- SOURCE EXTRACT:

Classical CDs Weekly: Elgar, Lutosławski, Stravinsky

Classical CDs Weekly: Elgar, Lutosławski, Stravinsky

A pair of 20th century symphonies and a spiky Stravinsky ballet score

Authentically Elgarian sounds from conductor Sakari Oramo© Heikki Tuuli and Octavia


Elgar: Symphony no 2, Sospiri, Elegy Royal Stockholm Philharmonic Orchestra/Sakari Oramo (BIS)

Hearing such authentic Elgarian sounds from a Swedish orchestra under a Finnish conductor may surprise, but Sakari Oramo specialized in British music while leading the CBSO so you’d expect nothing less. This is a spectacular performance of Elgar’s 2nd Symphony, so good that one’s only niggles concern the work itself, and how the first three movements lead to a finale which so conspicuously fails to wrap up what’s gone before. Oramo’s performance is nicely paced. Timings reveal that this isn’t a swift reading, but it flows beautifully, Oramo understanding exactly how to gently pull the tempi around without sounding indulgent. He really nails the spooky interludes which disrupt the first two movements, each one a shimmering, harp-flecked nocturne, with Elgar’s exquisite string writing milked for all its worth. The scherzo is brash, raucous and unsettling.

But then there's that peculiar finale, sounding, as always, as if it's been tacked on from another work. I’m still waiting to be convinced, though Oramo nearly did it for me. Lovely to hear those Straussian horns let rip in the central section, and we get the optional organ pedal in the reprise. The ending is wistful and unsettling, but still left me unsatisfied. All superbly played and brilliantly recorded; you hear the work as part of the late-romantic European tradition, not an unsettling blast from a cultural cul-de-sac. Two short pieces for strings, Sospiri and the Elegy, are welcome, melancholy extras.

Lutosławski: Orchestral Works IV Michael Collins (clarinet), Tasmin Little (violin), BBC Symphony Orchestra/Edward Gardner (Chandos)

Coordinate annotation records:
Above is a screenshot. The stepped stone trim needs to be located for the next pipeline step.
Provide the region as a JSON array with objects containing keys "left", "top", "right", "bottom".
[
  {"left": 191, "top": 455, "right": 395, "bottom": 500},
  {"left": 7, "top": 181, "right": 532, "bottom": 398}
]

- TASKS TO CARRY OUT:
a – According to the review, what orchestra did Sakari Oramo lead while he specialized in British music?
b – Set down the stretch of the review from "Hearing such authentic" through "raucous and unsettling.", word for word.
The records come from a separate source, not from the review.

- ANSWERS PER TASK:
a – The CBSO

b –
Hearing such authentic Elgarian sounds from a Swedish orchestra under a Finnish conductor may surprise, but Sakari Oramo specialized in British music while leading the CBSO so you’d expect nothing less. This is a spectacular performance of Elgar’s 2nd Symphony, so good that one’s only niggles concern the work itself, and how the first three movements lead to a finale which so conspicuously fails to wrap up what’s gone before. Oramo’s performance is nicely paced. Timings reveal that this isn’t a swift reading, but it flows beautifully, Oramo understanding exactly how to gently pull the tempi around without sounding indulgent. He really nails the spooky interludes which disrupt the first two movements, each one a shimmering, harp-flecked nocturne, with Elgar’s exquisite string writing milked for all its worth. The scherzo is brash, raucous and unsettling.